→ **Source excerpt**
════════
Search code examples
pythonpandastableau-apitabpy

Word Clouds using TabPy


I want to create some code in TabPy that will count the frequency of words in a column and remove stop words for a word cloud in Tableau.

I'm able to do this easily enough in Python:

other1_count = other1.answer.str.split(expand=True).stack().value_counts()
other1_count = other1_count.to_frame().reset_index()
other1_count.columns = ['Word', 'Count']

### Remove stopwords
other1_count['Word'] = other1_count['Word'].apply(lambda x: ' '.join([word for word in x.split() if word not in (stop)]))
other1_count['Word'].replace('', np.nan, inplace=True)
other1_count.dropna(subset=['Word'], inplace=True)
other1_count = other1_count[~other1_count.Word.str.contains("nan")]

But less sure how to run this through TabPy. Anyone familiar with TabPy and how I can make this run?

Thanks in advance.
════════
→ **Supplied material**
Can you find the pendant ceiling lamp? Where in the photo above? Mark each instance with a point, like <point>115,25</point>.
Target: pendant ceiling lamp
════════
→ **Tasks for this exercise**
**A.** Translate this sentence from the TabPy word cloud question into Spanish: "I want to create some code in TabPy that will count the frequency of words in a column and remove stop words for a word cloud in Tableau."
**B.** Transcribe the TabPy word cloud question word for word from "I want to create" to "other1_count = other1_count.to_frame().reset_index()".
**C.** In one to three sentences, explain why the poster of the TabPy word cloud question is asking for help when the word counting and stop-word removal already work in Python.

→ **The responses**
**A.** Quiero crear algo de código en TabPy que cuente la frecuencia de las palabras de una columna y elimine las palabras vacías para una nube de palabras en Tableau.

**B.**
I want to create some code in TabPy that will count the frequency of words in a column and remove stop words for a word cloud in Tableau.

I'm able to do this easily enough in Python:

other1_count = other1.answer.str.split(expand=True).stack().value_counts()
other1_count = other1_count.to_frame().reset_index()

**C.** The poster can count word frequencies and remove stop words in Python without trouble. The poster is less sure how to run that code through TabPy. The goal is to feed a word cloud in Tableau.